**Problem statement**
Retype the entries in full.

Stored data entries
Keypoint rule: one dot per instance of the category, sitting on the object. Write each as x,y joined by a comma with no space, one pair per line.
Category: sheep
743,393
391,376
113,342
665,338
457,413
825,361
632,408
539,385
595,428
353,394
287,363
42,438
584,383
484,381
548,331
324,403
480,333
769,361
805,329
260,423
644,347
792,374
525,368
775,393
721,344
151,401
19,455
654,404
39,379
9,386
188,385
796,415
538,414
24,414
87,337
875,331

**Result for this task**
Keypoint rule: one dot per instance of the category, sitting on the object. Write each as x,y joined by a comma with no space, one pair per line.
Category: sheep
743,393
391,376
113,342
665,338
457,413
825,361
632,408
539,385
595,428
353,394
287,363
42,438
584,383
484,381
548,331
324,403
480,333
769,361
805,329
260,423
644,347
792,374
525,368
775,393
721,344
151,401
19,455
654,404
39,379
9,386
188,385
796,415
538,414
24,414
87,337
875,331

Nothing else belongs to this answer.